Young pulsars like PSR B0540−69 tend to be more active (e.g., showing more glitches and timing noise); therefore, their timing properties seem to be more irregular (e.g., Dib & Kaspi 2014). Indeed, Livingstone et al. (2005) and Ferdman et al. (2015) found some glitches and relatively large timing noise. The latter is a particular concern in the results of Marshall et al. (2016) because they did not find any timing noise. Non-detection of timing noise in their work implies that the pulsar timing noise was significantly smaller in 2015 than in 2010. Marshall et al. (2016) noted that there could be small timing noise but it would not change their results significantly. Alternatively, it is also possible that there was significant timing noise in 2015–2016, but the 500-day observations could not distinguish between the real timing behavior (timing solution) and the long-term timing noise because the baseline (~500 days) was too short.1 In this case, their timing solution would have been biased due to the noise. The characteristic time scale of the timing noise in PSR B0540−69 was ~700 days (e.g., Ferdman et al. 2015), and hence, if this trend persisted, timing noise can be characterized only by using data with a > 700-day baseline. Thus, the timing behavior of PSR B0540−69 described by the Swift observations needs to be re-investigated carefully.

There are several ways to determine a pulsar timing solution. Here we considered two methods: direct period measurements for the individual time series and phase connection. The former uses the Z12-test (de Jager et al. 1989) to measure the periodicity in individual observations. This is a robust method for period detection that is insensitive to minor irregularities but also to the timing properties. Phase connection is more sensitive to timing noise because it uses both the periodicity and the pulse shape, but requires the observations to be inspected within specific time intervals. The observation data that we use satisfied the time-interval requirement for the phase connection method; therefore, we used this more sensitive technique which enabled us to measure ν¨ and the timing noise. The aforementioned two methods may result in different solutions when the baseline is long and the pulsar exhibits a timing anomaly during the observations (e.g., An et al. 2013).

3.1. Direct Frequency Measurements

We first used the more robust but less sensitive method, the Z12-test (Buccheri et al. 1983) for a sanity check. This test basically computes the Z12 statistic value for a light curve folded into assumed periods. The Z12 value is large if there is periodicity at some frequency, so one can find the best ν that maximizes the Z12 value by scanning ν near the known value (ν ≈ 19.696Hz for PSR B0540−69). Uncertainties for ν measurements were obtained by running simulations. We did this for each data segment and show the best frequencies that we determined in Figure 1. It is clear from the figure that the frequency changes with time; hence, we measured the first derivative (ν˙) by fitting the frequency trend with a linear function. The fit was acceptable with χmin2/dof = 46.3/71, and the best-fit frequency and the derivative are ν = 19.69633(1)Hz and ν˙ = −2.533(3) × 10−10 s−2 at the epoch of MJD 57281.24147641701, respectively. 1-σ uncertainties are estimated by scanning ν and ν˙ to find a range for the parameters in which χ2 is less than χmin2 + 2.3. We also used fitting with a quadratic function to measure the second derivative (ν¨) but the uncertainty for the quadratic term is large, so we only derived a 90% upper limit of ν¨ < ν¨best + 1.28Δν¨ = 2.9 × 10−20 s−3, assuming a normal distribution. Because we cannot measure ν¨ with this method, we tried a more sensitive method described below.

Dataset content>
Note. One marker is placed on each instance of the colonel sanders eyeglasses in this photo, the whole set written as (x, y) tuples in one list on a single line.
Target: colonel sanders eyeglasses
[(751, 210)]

Direction> Carry on the passage about the timing of pulsar PSR B0540−69, beginning right after its last sentence.

Task response>
Figure 1.

Results of the direct frequency measurement using the Z12-test. Top: Frequencies measured for each continuous data segment (black data points) and a linear fit (red solid line) to measure the frequency derivative. Bottom: Residuals left after subtracting the best-fit linear function.

3.2. Phase Semi-Coherent Method

We applied the phase-connection method (phase semi-coherent analysis) to measure the second derivative of the period. The phase semi-coherent method (e.g., see Livingstone et al. 2005) starts from an existing timing solution for the first data set (a part of the whole data) to be analyzed and gradually improves the solution by adding more data. With the first data set and the timing solution for the data, a rotation phase for each detected photon is computed using ϕt= ϕ0+νt+12ν˙t2+16ν¨t3, where ϕt is the rotation phase of the photon detected at time t; ϕ0 is the reference phase, and ν and its derivatives are the timing solution. An initial pulse profile is generated by constructing the phase histogram (pulse profile, see Figure 2 bottom). Using the initial timing solution, we construct the pulse profile for the next observation and compare with the previous profile. Although the two pulse profiles can be compared directly, it is better to use a continuous function to represent the pulse profiles to reduce the effects of statistical fluctuations. Thus, we model the profiles with a sine function (Figure 2) and check if the profiles align (no relative shift, i.e., phase-connect). If the phase shift of the new profile with respect to the previous one is less than 1 cycle (Δϕ < 1), we keep including the next data. Note that we were not seriously concerned about the fit between the profile and the sinusoidal function because we compare the relative shift only. As we keep doing this, the phase shift with respect to the initial profile may get larger (slow drift with time) and eventually become larger than 1 and thus, we are not able to phase-connect the new profile to the initial one if the initial timing solution is not perfect. If this occurs, we update the timing solution by varying ν, ν˙, and ν¨ to phase-connect all the data up to the point just before the disconnection. We repeat this procedure until the last observation. In this process, it may not be possible to phase-connect all the data perfectly (i.e., without relative shift) with only three timing parameters ν, ν˙, and ν¨, and there may be small (≪ 1) relative phase shifts between observations which cannot be modeled with our polynomial of degree 3. These residual phase shifts are usually attributed to timing noise.

Figure 2.

0.5–7-keV pulse profiles of PSR B0540−69. Top: The pulse profiles in the first ~500 days of data produced with the known timing solution of Marshall et al. (2016). Bottom: The pulse profile made with the 1100-day data and the refined solution. Blue and black points are pulse profiles of the source before and after background subtraction, respectively. Best-fit sine functions are shown as smooth lines, the background profile is shown in red. We used 128 bins for the profiles and show two cycles for clarity. The profiles for the 500-day and 1100-day data appear similar, with pulsed fractions of 0.295(6) and 0.280(4).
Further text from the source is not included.